Segment Start: SUPPLIED ENTRIES
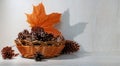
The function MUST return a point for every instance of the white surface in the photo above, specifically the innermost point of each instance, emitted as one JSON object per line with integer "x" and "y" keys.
{"x": 92, "y": 23}
{"x": 81, "y": 59}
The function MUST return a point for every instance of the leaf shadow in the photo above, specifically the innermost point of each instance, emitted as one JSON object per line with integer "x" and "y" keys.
{"x": 69, "y": 32}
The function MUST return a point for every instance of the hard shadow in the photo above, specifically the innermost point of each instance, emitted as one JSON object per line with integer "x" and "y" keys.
{"x": 69, "y": 32}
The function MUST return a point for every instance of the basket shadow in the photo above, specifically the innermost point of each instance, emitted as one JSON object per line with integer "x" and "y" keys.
{"x": 75, "y": 55}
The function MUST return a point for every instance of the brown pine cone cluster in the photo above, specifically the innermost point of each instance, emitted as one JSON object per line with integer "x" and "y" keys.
{"x": 36, "y": 35}
{"x": 70, "y": 47}
{"x": 8, "y": 53}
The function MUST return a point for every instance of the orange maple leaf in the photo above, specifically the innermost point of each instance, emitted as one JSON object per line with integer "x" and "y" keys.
{"x": 39, "y": 18}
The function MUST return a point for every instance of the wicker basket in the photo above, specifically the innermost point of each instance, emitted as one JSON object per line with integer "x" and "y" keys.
{"x": 48, "y": 51}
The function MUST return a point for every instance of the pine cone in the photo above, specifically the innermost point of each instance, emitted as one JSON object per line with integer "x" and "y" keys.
{"x": 70, "y": 47}
{"x": 8, "y": 53}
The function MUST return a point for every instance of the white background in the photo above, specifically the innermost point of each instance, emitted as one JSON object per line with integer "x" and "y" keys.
{"x": 94, "y": 24}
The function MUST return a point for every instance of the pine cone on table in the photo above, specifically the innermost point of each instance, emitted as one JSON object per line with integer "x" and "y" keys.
{"x": 70, "y": 47}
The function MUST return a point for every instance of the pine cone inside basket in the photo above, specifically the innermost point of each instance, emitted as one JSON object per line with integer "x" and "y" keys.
{"x": 70, "y": 47}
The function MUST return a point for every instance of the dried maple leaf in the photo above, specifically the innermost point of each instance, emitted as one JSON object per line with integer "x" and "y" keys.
{"x": 40, "y": 19}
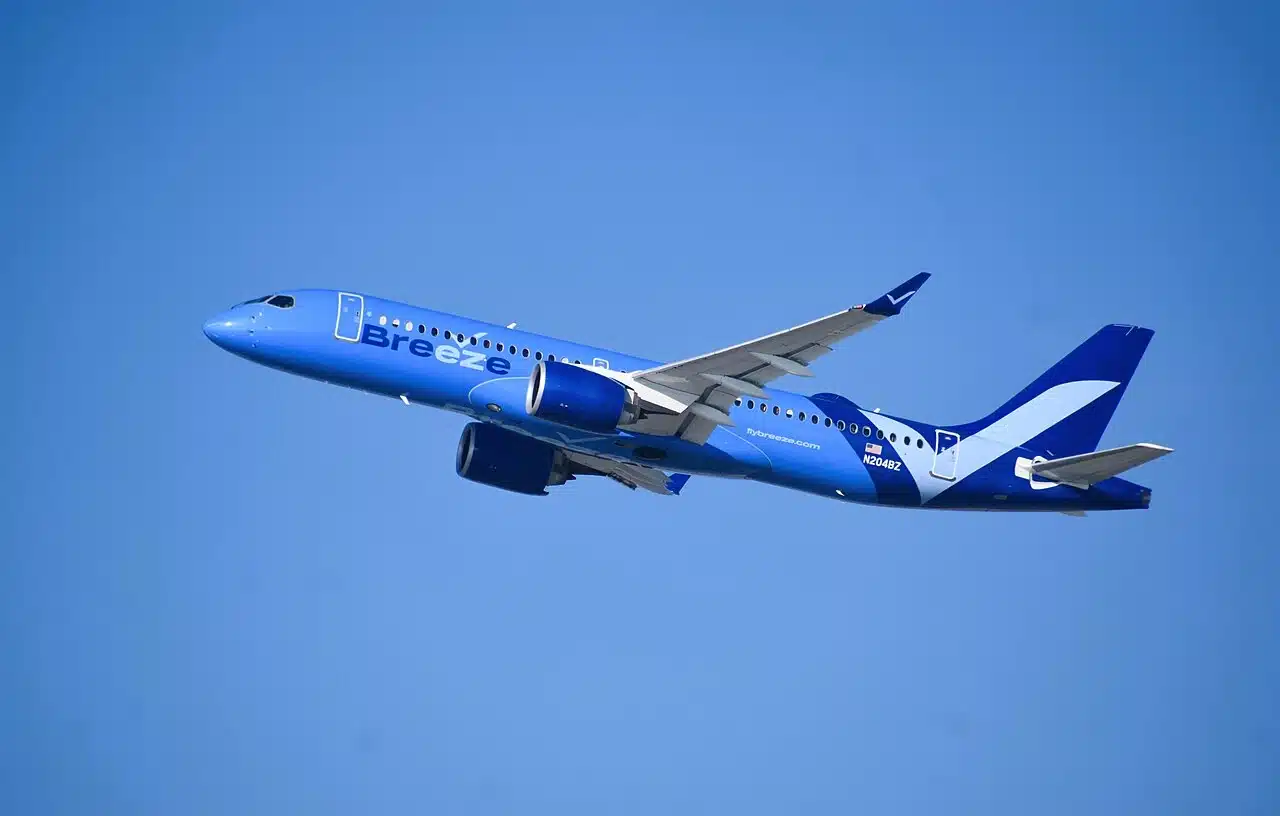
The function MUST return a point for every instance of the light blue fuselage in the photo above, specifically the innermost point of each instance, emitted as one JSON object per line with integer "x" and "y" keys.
{"x": 822, "y": 444}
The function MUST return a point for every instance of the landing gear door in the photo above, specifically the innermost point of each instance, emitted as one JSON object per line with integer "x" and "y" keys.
{"x": 351, "y": 317}
{"x": 946, "y": 455}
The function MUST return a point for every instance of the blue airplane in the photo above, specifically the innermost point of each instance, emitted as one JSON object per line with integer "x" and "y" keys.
{"x": 547, "y": 411}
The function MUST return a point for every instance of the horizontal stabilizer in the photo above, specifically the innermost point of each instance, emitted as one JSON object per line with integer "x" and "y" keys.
{"x": 1089, "y": 468}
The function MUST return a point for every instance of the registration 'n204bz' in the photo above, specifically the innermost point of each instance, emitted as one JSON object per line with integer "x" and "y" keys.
{"x": 881, "y": 462}
{"x": 378, "y": 337}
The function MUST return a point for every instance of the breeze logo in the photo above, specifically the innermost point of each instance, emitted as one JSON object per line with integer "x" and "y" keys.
{"x": 378, "y": 337}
Segment End: SUPPLIED ENTRIES
→ INSTRUCTIONS TO FOLLOW:
Repeat the data in full and exactly. Omit pictures.

→ SOLVED EXERCISE:
The function MUST return a point for every instance of the white surface in the photo above, specifically the innermost point of each instance, emitted as one JSON object per line with integer "x" and "y" keys.
{"x": 92, "y": 23}
{"x": 81, "y": 59}
The function MUST return a point for every instance of the leaf shadow in the photo above, specifically the innermost point of each instance, emitted as one JSON object per line with integer "x" and "y" keys.
{"x": 69, "y": 32}
The function MUST return a point for every instance of the hard shadow in the photo above, specifically the innermost point of each instance, emitted as one JSON object per line with integer "x" and "y" keys.
{"x": 69, "y": 32}
The function MUST return a point for every instance of the basket shadow in the photo above, specifically the innermost point of each instance, emitted as one JSON object per line with integer "x" and "y" keys.
{"x": 75, "y": 55}
The function MUST return a point for every instance of the brown pine cone cluster in the photo above, specifically the innermost point of each instance, emitted as one JSON object per line with integer "x" and "y" keys.
{"x": 36, "y": 35}
{"x": 70, "y": 47}
{"x": 8, "y": 53}
The function MUST return a point for every instance of the orange maple leaf in the photo above, specifically the innermost point of each instance, emitted as one JSON object per line with integer "x" and "y" keys.
{"x": 39, "y": 18}
The function MUST return a point for every instance of the wicker basket in the photo above, specifically the innermost point of each instance, emitted as one JSON object per line with integer "x" and "y" keys.
{"x": 48, "y": 51}
The function MUST return a point for every instance of the pine cone in the photo above, specifically the innermost point of each instance, emitted as one JSON object per line with integer "x" and "y" keys.
{"x": 70, "y": 47}
{"x": 8, "y": 53}
The function MUST return a point for every instance of the white background in the photo above, specifically the innermost point of each instance, emitted as one JSON object per line with integer "x" and "y" keys.
{"x": 94, "y": 24}
The function MUST return a point for every instance of the pine cone on table in the photo above, specifically the innermost point of each instance, emitted as one JSON object per line with integer "x" and "y" keys.
{"x": 70, "y": 47}
The function MUST return a point for every instance of the pine cone inside basket in the photo above, specifically the innermost point of each instance, emitted as one JSON object per line with integer "x" and "y" keys.
{"x": 70, "y": 47}
The function MUST return a point for every instance of the dried maple leaf in the photo above, specifically the innermost point of each instance, emitted as one JSON object per line with integer "x" and "y" keys.
{"x": 40, "y": 19}
The function MUST return a point for every instance of the light blue fuselage in the photo above, specifically the innermost point of each instance, emitted as one JSON object per line with integer "x" and "y" keys.
{"x": 822, "y": 444}
The function MUST return a point for every instance of the landing gear door in the photo above, specifically the innermost point of each instance, emitted as one JSON object per line with integer "x" and "y" keys.
{"x": 351, "y": 317}
{"x": 946, "y": 455}
The function MUST return a point for every instance of the blue airplane in the photo above, specifically the innermost point of each instance, emitted as one JSON object per line with integer "x" and "y" keys.
{"x": 547, "y": 411}
The function MUST return a point for every instance of the horizontal stabilizer in the photo above, specifically the innermost point of each instance, emitted as one JSON object per line with integer "x" and "y" keys.
{"x": 1089, "y": 468}
The function MUST return a point for every instance of the registration 'n204bz' in the photo above, specifically the innermost point of each instance, emitted as one JSON object per line with integer "x" and "y" keys.
{"x": 881, "y": 462}
{"x": 378, "y": 337}
The function MUST return a point for every instance of the breeze logo in the photo above, specifically the innermost point of each instance, emitted as one JSON object per line with integer "x" and "y" keys.
{"x": 378, "y": 337}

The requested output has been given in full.